» **What you have to do**: Please rewrite the material below with every "enumerate" swapped for "list" and all else unchanged. Omit the pictures from your answer.

» **Source data**:
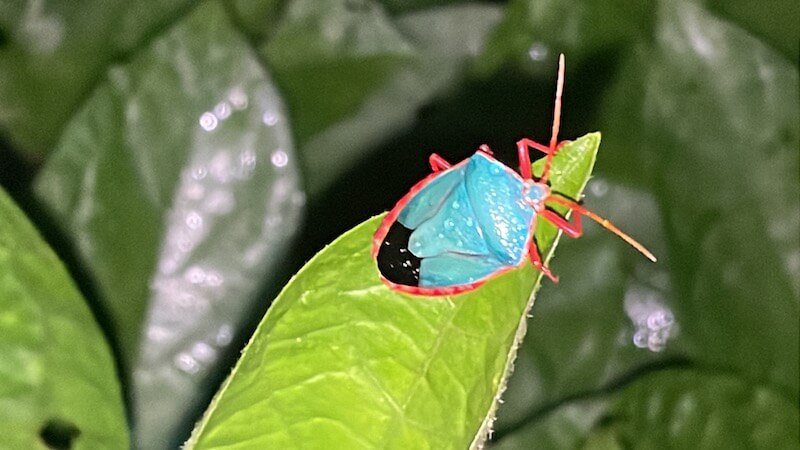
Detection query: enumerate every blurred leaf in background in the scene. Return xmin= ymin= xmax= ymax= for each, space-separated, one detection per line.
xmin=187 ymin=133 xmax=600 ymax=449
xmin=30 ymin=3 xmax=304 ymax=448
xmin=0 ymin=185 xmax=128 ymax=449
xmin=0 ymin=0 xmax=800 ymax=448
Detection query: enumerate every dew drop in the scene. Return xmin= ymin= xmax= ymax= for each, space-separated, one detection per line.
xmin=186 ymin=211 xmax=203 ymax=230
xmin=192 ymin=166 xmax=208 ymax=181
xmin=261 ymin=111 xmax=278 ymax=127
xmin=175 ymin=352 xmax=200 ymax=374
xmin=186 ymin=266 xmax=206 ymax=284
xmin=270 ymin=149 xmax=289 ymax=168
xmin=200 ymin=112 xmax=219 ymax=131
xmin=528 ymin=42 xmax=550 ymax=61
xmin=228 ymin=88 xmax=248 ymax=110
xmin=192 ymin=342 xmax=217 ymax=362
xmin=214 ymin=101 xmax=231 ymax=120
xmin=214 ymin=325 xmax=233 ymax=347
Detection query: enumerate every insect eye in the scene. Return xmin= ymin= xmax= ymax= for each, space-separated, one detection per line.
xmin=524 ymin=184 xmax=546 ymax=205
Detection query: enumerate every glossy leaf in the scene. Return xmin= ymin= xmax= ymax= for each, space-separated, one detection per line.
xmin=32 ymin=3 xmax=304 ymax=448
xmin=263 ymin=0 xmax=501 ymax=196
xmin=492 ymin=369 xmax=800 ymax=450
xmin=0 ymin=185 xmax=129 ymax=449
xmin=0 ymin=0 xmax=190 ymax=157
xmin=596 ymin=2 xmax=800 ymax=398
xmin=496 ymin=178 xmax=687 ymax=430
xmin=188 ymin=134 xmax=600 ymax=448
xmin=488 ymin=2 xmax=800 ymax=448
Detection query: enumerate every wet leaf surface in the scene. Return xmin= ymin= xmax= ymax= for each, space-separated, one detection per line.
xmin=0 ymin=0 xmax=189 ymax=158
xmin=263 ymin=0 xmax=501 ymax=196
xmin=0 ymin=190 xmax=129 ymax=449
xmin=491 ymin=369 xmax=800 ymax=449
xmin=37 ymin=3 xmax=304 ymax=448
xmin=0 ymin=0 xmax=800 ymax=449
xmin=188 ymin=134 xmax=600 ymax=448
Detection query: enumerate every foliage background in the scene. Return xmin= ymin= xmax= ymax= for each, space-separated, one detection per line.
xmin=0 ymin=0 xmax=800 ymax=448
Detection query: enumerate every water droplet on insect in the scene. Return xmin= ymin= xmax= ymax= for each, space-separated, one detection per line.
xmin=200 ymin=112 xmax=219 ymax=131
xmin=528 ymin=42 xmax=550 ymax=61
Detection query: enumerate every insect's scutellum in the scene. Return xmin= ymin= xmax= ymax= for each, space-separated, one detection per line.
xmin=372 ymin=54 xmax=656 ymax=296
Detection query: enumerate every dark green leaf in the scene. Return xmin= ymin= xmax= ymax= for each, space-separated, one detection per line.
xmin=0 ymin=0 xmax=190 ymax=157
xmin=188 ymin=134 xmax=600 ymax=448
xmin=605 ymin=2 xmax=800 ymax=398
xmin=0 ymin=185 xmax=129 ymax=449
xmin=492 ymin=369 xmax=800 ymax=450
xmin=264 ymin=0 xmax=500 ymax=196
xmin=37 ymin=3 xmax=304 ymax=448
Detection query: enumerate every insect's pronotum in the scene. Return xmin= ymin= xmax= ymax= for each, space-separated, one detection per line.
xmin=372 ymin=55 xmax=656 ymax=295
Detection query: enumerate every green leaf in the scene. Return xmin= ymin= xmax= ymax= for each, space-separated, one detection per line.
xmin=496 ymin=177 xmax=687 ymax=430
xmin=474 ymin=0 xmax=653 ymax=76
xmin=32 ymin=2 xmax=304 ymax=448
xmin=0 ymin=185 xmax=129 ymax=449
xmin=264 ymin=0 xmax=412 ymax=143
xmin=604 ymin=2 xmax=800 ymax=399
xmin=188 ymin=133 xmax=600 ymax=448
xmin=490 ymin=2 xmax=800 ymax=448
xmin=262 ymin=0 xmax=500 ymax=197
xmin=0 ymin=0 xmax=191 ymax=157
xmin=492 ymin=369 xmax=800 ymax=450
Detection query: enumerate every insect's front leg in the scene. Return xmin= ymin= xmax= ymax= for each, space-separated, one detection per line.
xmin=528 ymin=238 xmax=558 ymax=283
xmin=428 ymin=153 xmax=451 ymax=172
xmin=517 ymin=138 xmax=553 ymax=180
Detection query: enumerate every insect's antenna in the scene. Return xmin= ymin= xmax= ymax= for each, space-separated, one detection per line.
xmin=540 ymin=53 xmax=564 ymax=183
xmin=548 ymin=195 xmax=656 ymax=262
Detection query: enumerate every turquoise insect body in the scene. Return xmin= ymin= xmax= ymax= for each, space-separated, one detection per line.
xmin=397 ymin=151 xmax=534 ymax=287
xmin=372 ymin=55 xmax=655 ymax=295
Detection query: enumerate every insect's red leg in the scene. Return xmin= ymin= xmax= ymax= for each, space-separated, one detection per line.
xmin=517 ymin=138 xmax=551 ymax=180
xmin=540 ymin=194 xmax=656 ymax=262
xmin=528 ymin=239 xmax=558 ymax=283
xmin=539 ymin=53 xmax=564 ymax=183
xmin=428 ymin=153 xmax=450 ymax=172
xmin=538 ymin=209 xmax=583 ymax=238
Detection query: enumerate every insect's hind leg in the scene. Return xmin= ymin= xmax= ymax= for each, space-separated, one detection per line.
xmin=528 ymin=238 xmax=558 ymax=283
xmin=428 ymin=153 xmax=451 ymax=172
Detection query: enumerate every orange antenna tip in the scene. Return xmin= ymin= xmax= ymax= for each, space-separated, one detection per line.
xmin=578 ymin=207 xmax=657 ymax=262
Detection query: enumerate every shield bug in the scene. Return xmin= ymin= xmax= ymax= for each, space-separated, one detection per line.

» **Solved problem**:
Detection query: list every blurred leaf in background in the scene. Return xmin= ymin= xmax= ymax= for each, space-separated, one detection per line.
xmin=187 ymin=133 xmax=600 ymax=449
xmin=30 ymin=3 xmax=304 ymax=448
xmin=0 ymin=185 xmax=128 ymax=449
xmin=0 ymin=0 xmax=800 ymax=448
Detection query: list every dew drop in the scene. Return xmin= ymin= xmax= ymax= for each, space-separated, one detection per line.
xmin=186 ymin=211 xmax=203 ymax=230
xmin=192 ymin=166 xmax=208 ymax=181
xmin=261 ymin=111 xmax=278 ymax=127
xmin=175 ymin=352 xmax=200 ymax=374
xmin=186 ymin=266 xmax=206 ymax=284
xmin=270 ymin=149 xmax=289 ymax=168
xmin=200 ymin=112 xmax=219 ymax=131
xmin=528 ymin=42 xmax=550 ymax=61
xmin=228 ymin=88 xmax=248 ymax=110
xmin=192 ymin=342 xmax=217 ymax=362
xmin=214 ymin=101 xmax=231 ymax=120
xmin=214 ymin=325 xmax=233 ymax=347
Detection query: list every insect eye in the scene. Return xmin= ymin= xmax= ymax= for each, space-separated, one detection per line.
xmin=524 ymin=184 xmax=546 ymax=205
Detection query: list every glossy leaf in the scene. Return xmin= ymin= xmax= ymax= for each, space-separated, one detection per line.
xmin=32 ymin=3 xmax=304 ymax=448
xmin=263 ymin=0 xmax=501 ymax=196
xmin=492 ymin=369 xmax=800 ymax=450
xmin=0 ymin=185 xmax=129 ymax=449
xmin=0 ymin=0 xmax=190 ymax=157
xmin=596 ymin=2 xmax=800 ymax=398
xmin=496 ymin=178 xmax=687 ymax=430
xmin=188 ymin=134 xmax=600 ymax=448
xmin=488 ymin=2 xmax=800 ymax=448
Detection query: list every wet leaf surface in the scene. Return xmin= ymin= xmax= ymax= for each, space-separated, one detection per line.
xmin=0 ymin=0 xmax=189 ymax=158
xmin=263 ymin=0 xmax=501 ymax=196
xmin=0 ymin=190 xmax=129 ymax=449
xmin=491 ymin=369 xmax=800 ymax=449
xmin=37 ymin=3 xmax=304 ymax=448
xmin=0 ymin=0 xmax=800 ymax=449
xmin=188 ymin=134 xmax=600 ymax=448
Detection query: list every foliage background in the scene. Return xmin= ymin= xmax= ymax= for each, space-separated, one detection per line.
xmin=0 ymin=0 xmax=800 ymax=448
Detection query: list every water droplet on insect in the scene. Return xmin= ymin= xmax= ymax= for each, space-separated, one detection per line.
xmin=200 ymin=112 xmax=219 ymax=131
xmin=528 ymin=42 xmax=550 ymax=61
Detection query: list every insect's scutellum in the scene. Return xmin= ymin= xmax= ymax= for each, space-separated, one detection per line.
xmin=372 ymin=54 xmax=656 ymax=296
Detection query: list every dark green leaf in the scene. Return xmin= ymin= xmax= ymax= for each, space-separated, one detection per line.
xmin=0 ymin=0 xmax=190 ymax=157
xmin=188 ymin=134 xmax=600 ymax=448
xmin=605 ymin=2 xmax=800 ymax=398
xmin=0 ymin=185 xmax=129 ymax=449
xmin=492 ymin=369 xmax=800 ymax=450
xmin=264 ymin=0 xmax=500 ymax=196
xmin=37 ymin=3 xmax=304 ymax=448
Detection query: list every insect's pronotum in the scene. Return xmin= ymin= xmax= ymax= for each, space-separated, one detection per line.
xmin=372 ymin=55 xmax=656 ymax=295
Detection query: list every green leaf in the scene. Return xmin= ymin= xmax= ymax= for each, space-separated, one detection per line.
xmin=496 ymin=177 xmax=687 ymax=430
xmin=474 ymin=0 xmax=653 ymax=76
xmin=32 ymin=2 xmax=304 ymax=448
xmin=0 ymin=185 xmax=129 ymax=449
xmin=264 ymin=0 xmax=412 ymax=143
xmin=604 ymin=2 xmax=800 ymax=399
xmin=188 ymin=133 xmax=600 ymax=448
xmin=490 ymin=2 xmax=800 ymax=448
xmin=262 ymin=0 xmax=500 ymax=197
xmin=0 ymin=0 xmax=191 ymax=157
xmin=492 ymin=369 xmax=800 ymax=450
Detection query: list every insect's front leg in the scene. Return xmin= ymin= xmax= ymax= for each, space-separated, one detection per line.
xmin=528 ymin=238 xmax=558 ymax=283
xmin=428 ymin=153 xmax=451 ymax=172
xmin=517 ymin=138 xmax=553 ymax=180
Detection query: list every insect's antenna in the scene. Return xmin= ymin= xmax= ymax= for each, space-separated, one detection per line.
xmin=540 ymin=53 xmax=564 ymax=183
xmin=548 ymin=195 xmax=656 ymax=262
Detection query: list every turquoise insect body in the scene. Return xmin= ymin= xmax= ymax= for each, space-separated, one detection per line.
xmin=397 ymin=151 xmax=534 ymax=287
xmin=372 ymin=55 xmax=655 ymax=295
Detection query: list every insect's red leg in the scene. Return xmin= ymin= xmax= ymax= for each, space-separated, one detection per line.
xmin=517 ymin=138 xmax=551 ymax=180
xmin=540 ymin=194 xmax=656 ymax=262
xmin=528 ymin=239 xmax=558 ymax=283
xmin=539 ymin=53 xmax=564 ymax=183
xmin=428 ymin=153 xmax=450 ymax=172
xmin=538 ymin=209 xmax=583 ymax=238
Detection query: list every insect's hind leg in the scene. Return xmin= ymin= xmax= ymax= for each, space-separated, one detection per line.
xmin=528 ymin=238 xmax=558 ymax=283
xmin=428 ymin=153 xmax=451 ymax=172
Detection query: list every orange antenna tip in the scene. Return xmin= ymin= xmax= ymax= for each, space-separated, one detection per line.
xmin=578 ymin=207 xmax=657 ymax=262
Detection query: list every shield bug in the scene. Return xmin= ymin= xmax= ymax= for each, space-separated, one detection per line.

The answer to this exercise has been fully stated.